The answer must consist of every line in the records below that contains the string "suit".

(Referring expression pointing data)
____________________

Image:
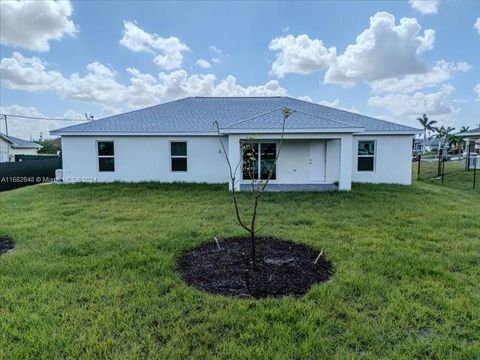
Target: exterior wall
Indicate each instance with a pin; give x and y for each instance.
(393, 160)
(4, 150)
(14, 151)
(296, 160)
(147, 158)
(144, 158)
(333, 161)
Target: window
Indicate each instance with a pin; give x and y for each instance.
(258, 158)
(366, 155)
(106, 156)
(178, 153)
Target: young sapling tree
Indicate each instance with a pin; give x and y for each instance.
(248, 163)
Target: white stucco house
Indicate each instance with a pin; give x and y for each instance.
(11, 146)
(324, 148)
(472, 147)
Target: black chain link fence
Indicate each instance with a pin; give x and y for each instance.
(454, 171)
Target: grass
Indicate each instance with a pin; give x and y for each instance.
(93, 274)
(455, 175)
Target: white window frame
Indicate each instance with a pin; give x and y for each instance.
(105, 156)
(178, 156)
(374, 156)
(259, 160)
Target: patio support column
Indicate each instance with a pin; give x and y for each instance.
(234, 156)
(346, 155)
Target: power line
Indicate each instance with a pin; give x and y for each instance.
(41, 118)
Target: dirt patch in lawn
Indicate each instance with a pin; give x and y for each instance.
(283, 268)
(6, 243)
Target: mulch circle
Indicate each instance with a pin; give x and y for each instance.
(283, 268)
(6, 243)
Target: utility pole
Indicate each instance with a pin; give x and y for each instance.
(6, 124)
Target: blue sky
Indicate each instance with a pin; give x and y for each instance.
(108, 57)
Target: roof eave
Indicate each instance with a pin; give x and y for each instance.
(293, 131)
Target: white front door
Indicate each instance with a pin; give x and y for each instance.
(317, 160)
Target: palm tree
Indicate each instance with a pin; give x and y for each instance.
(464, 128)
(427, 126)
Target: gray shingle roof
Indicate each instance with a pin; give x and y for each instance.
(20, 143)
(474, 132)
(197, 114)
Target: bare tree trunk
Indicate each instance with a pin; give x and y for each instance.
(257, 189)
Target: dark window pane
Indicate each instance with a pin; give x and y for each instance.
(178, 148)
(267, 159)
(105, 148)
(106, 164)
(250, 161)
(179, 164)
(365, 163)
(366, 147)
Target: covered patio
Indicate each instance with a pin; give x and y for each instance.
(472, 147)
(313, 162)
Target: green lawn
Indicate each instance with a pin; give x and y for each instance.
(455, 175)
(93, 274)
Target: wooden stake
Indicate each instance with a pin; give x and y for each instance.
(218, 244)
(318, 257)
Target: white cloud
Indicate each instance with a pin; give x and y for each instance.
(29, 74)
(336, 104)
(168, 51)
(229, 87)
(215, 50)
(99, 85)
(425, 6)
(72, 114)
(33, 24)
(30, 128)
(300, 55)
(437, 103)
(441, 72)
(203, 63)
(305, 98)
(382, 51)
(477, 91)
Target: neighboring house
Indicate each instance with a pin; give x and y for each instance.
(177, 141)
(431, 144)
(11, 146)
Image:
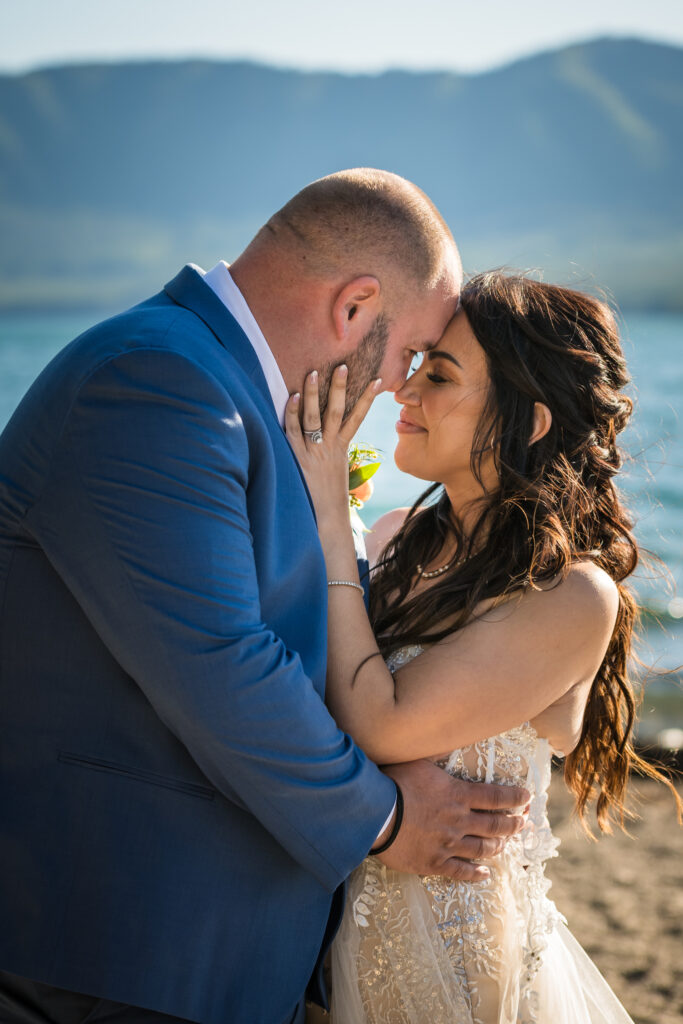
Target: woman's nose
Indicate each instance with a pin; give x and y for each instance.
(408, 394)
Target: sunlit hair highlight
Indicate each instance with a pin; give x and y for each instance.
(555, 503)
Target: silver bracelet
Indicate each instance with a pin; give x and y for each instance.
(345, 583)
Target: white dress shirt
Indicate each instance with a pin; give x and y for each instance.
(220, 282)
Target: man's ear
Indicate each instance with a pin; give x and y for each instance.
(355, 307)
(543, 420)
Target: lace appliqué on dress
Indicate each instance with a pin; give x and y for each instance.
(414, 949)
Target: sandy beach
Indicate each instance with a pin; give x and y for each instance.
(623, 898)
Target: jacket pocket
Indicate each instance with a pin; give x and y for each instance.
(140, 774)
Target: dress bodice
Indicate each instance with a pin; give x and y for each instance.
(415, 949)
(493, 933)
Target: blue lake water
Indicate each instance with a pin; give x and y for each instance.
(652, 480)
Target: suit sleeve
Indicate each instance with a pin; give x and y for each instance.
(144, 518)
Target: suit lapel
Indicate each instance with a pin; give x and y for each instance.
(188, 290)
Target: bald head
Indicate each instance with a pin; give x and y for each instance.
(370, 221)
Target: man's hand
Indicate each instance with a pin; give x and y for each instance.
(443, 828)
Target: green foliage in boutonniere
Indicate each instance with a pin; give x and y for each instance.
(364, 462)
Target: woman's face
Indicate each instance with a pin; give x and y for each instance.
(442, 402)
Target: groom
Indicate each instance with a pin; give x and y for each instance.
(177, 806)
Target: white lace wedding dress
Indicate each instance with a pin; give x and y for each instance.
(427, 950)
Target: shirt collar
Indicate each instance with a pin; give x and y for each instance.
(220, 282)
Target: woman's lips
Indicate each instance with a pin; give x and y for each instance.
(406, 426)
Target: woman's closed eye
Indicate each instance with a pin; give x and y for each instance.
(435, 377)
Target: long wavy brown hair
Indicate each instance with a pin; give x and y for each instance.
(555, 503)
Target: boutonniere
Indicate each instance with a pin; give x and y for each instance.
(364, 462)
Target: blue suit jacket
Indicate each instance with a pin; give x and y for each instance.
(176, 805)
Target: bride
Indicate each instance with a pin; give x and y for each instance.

____________________

- [Expected answer]:
Target: suit sleeve
Target: suit lapel
Target: blue suit jacket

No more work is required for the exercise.